- **Your objective**
Working from the records below, repeat exactly the lines starting at the line that contains "Q: Put a point on each instance of the deer head" and ending at the line that contains "Target: grazing deer", inclusive.

- **Records**
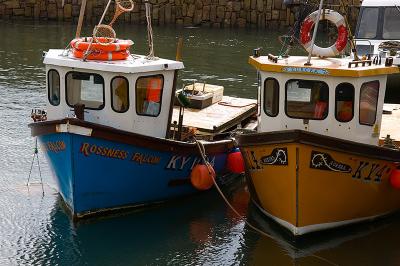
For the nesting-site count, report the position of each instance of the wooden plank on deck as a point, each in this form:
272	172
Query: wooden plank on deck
219	116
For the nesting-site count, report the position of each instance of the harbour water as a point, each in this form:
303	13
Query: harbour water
199	230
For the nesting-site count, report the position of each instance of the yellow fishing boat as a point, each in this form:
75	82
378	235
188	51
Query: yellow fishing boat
322	157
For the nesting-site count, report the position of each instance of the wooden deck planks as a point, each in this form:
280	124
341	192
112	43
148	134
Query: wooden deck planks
218	117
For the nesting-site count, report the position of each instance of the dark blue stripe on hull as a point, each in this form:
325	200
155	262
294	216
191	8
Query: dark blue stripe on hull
94	174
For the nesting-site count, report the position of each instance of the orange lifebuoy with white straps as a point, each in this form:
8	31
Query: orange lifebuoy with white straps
306	32
101	55
84	43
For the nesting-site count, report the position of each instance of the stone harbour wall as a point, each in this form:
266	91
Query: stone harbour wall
212	13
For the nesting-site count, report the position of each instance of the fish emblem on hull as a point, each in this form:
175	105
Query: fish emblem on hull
324	161
278	156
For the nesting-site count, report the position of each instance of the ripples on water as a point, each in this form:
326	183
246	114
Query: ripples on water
34	230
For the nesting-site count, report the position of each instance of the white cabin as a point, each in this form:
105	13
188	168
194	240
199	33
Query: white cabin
327	98
378	21
133	95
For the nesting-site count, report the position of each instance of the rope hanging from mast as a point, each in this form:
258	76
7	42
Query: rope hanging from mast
149	31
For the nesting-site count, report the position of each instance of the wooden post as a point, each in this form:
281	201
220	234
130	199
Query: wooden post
179	49
80	20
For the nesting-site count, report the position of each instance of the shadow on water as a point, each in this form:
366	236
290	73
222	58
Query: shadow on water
367	243
34	230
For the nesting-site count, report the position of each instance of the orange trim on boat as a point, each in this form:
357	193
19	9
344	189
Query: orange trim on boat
84	43
102	55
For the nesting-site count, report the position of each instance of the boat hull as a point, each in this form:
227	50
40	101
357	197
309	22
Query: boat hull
99	169
308	182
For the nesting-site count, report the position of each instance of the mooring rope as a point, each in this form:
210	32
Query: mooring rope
203	155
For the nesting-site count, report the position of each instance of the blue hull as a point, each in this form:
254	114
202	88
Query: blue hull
95	174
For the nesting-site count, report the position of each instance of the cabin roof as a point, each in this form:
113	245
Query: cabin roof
337	67
134	64
381	3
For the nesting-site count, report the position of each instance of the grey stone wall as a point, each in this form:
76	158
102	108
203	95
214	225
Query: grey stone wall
206	13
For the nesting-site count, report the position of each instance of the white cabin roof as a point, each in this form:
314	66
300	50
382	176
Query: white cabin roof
380	3
134	64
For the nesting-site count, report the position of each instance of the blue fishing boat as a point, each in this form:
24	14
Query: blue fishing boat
113	136
110	146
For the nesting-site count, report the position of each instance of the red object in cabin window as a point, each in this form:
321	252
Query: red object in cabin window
154	90
320	108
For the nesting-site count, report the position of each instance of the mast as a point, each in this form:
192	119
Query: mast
308	63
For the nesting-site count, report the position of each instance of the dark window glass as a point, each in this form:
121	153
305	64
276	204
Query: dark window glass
344	102
369	93
148	95
120	94
391	24
271	97
53	79
307	99
85	88
368	23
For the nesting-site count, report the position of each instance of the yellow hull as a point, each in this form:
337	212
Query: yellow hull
307	187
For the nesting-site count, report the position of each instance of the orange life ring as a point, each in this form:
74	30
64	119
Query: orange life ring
306	32
84	43
102	55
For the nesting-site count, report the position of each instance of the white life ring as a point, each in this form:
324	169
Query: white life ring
308	25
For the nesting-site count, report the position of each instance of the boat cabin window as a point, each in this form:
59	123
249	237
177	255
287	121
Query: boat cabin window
344	102
148	95
368	24
53	81
391	24
307	99
271	97
369	93
86	89
120	94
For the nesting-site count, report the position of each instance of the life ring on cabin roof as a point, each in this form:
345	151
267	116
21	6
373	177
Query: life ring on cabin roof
101	55
84	43
306	33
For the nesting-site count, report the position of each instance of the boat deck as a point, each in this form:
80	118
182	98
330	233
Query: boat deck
390	120
217	117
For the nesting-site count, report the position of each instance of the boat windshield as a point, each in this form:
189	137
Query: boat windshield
391	29
379	23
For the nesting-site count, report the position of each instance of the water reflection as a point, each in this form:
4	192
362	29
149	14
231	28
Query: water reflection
369	243
34	230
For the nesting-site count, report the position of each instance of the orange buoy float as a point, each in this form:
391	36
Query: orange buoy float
394	178
101	55
307	28
235	162
84	43
202	177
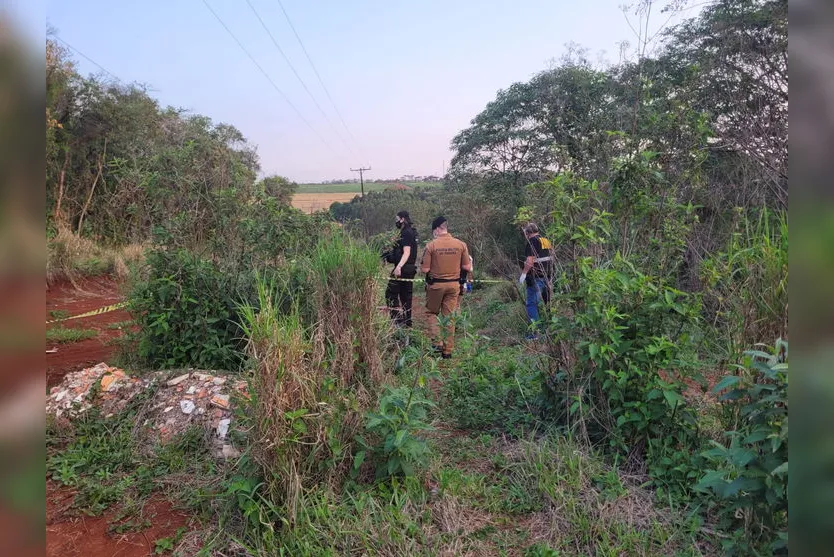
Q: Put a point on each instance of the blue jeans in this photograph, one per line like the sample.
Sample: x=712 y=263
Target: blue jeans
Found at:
x=534 y=296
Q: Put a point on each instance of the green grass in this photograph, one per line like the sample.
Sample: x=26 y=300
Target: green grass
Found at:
x=121 y=324
x=483 y=492
x=349 y=188
x=63 y=335
x=108 y=462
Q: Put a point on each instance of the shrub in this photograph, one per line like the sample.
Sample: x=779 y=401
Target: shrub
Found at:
x=618 y=346
x=397 y=448
x=747 y=475
x=313 y=382
x=493 y=391
x=186 y=312
x=746 y=285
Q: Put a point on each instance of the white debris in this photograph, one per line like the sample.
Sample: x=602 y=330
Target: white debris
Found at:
x=223 y=428
x=228 y=451
x=178 y=380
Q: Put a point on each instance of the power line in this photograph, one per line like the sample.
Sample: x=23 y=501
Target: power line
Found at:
x=360 y=170
x=287 y=60
x=266 y=75
x=321 y=81
x=102 y=68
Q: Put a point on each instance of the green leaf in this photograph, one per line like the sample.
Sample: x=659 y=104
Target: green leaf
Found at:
x=593 y=350
x=781 y=470
x=726 y=383
x=673 y=399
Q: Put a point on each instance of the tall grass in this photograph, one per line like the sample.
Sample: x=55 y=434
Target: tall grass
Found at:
x=746 y=285
x=313 y=383
x=349 y=335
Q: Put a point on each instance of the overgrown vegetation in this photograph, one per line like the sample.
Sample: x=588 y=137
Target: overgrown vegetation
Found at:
x=665 y=199
x=64 y=335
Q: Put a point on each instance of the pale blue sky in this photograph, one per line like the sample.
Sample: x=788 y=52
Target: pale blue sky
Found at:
x=406 y=76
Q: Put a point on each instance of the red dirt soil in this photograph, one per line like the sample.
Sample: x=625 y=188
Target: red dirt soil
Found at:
x=93 y=294
x=67 y=533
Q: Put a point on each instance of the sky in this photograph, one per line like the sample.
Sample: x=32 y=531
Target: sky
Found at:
x=406 y=77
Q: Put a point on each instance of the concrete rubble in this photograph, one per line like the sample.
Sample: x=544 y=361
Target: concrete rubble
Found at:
x=190 y=398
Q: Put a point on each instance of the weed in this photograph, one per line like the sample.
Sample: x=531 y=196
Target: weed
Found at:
x=395 y=426
x=64 y=335
x=164 y=545
x=57 y=314
x=748 y=474
x=493 y=390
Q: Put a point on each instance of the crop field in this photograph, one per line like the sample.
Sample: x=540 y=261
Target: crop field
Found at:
x=354 y=188
x=312 y=202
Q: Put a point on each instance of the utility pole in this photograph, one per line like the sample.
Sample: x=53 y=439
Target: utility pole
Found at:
x=360 y=170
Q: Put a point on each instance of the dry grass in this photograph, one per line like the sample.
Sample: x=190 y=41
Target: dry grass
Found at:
x=312 y=202
x=72 y=257
x=310 y=396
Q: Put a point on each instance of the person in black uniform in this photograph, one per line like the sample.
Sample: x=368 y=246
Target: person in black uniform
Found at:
x=399 y=293
x=536 y=274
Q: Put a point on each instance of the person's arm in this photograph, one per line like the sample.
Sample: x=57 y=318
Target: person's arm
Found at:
x=528 y=262
x=406 y=254
x=465 y=260
x=425 y=263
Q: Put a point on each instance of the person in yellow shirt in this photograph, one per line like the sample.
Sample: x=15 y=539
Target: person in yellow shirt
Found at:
x=445 y=261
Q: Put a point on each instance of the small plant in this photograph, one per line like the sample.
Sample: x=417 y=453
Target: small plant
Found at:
x=57 y=314
x=186 y=313
x=63 y=335
x=748 y=475
x=396 y=426
x=164 y=545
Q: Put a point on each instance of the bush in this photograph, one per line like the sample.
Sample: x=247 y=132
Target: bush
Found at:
x=747 y=476
x=746 y=285
x=394 y=428
x=186 y=312
x=72 y=257
x=619 y=345
x=490 y=391
x=313 y=382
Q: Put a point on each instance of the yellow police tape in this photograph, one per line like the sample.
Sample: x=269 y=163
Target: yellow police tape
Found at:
x=424 y=280
x=105 y=309
x=120 y=305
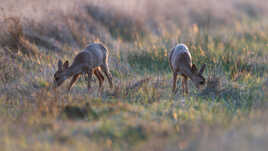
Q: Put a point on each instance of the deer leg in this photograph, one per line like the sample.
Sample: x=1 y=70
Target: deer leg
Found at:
x=75 y=77
x=105 y=69
x=174 y=81
x=183 y=85
x=89 y=73
x=100 y=78
x=186 y=85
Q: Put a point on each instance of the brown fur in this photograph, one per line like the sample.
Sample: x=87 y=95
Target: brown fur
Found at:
x=92 y=60
x=180 y=62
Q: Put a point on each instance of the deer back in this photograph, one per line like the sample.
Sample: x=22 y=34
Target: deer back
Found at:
x=180 y=59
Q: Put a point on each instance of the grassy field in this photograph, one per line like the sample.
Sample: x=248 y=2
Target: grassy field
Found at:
x=140 y=113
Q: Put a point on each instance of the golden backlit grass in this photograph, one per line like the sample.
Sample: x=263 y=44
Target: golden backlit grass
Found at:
x=140 y=113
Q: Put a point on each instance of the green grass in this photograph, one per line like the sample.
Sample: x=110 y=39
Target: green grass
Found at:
x=140 y=113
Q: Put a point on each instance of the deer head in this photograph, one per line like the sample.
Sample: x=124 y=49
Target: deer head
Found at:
x=197 y=77
x=60 y=75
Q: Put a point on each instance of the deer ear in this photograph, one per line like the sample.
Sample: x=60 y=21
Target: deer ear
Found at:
x=60 y=65
x=202 y=69
x=194 y=69
x=65 y=65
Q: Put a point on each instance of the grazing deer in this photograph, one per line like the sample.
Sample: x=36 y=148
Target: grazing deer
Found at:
x=180 y=62
x=91 y=60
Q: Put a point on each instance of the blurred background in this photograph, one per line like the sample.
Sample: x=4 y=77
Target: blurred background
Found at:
x=229 y=113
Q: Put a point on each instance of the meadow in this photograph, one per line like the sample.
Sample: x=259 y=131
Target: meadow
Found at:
x=140 y=112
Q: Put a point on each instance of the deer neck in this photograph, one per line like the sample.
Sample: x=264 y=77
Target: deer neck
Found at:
x=73 y=70
x=189 y=73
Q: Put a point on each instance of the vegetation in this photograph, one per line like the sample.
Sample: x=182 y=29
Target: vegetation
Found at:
x=140 y=113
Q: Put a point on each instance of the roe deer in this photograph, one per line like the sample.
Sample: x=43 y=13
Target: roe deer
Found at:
x=180 y=62
x=91 y=60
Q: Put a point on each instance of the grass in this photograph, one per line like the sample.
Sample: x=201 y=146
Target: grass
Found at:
x=140 y=113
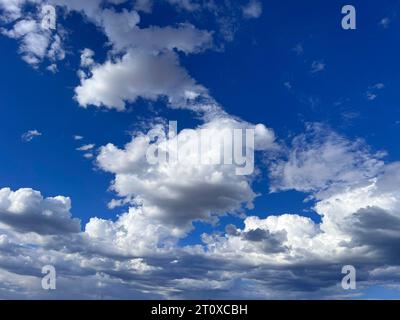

- **Result of this task**
Q: Put a point on each instance of the deer head in this photograph, one per line like the sample.
Sample: x=124 y=49
Target: deer head
Found at:
x=197 y=77
x=60 y=75
Q: Put a point on each instance of the deer ear in this photograph, one per line like the sample.
Sample: x=60 y=21
Target: deer ear
Found at:
x=60 y=65
x=202 y=69
x=194 y=69
x=65 y=65
Q: Put a point on each instance of the grazing deer in this photograph, one per line like the sample.
Sample: x=36 y=148
Target: grazing deer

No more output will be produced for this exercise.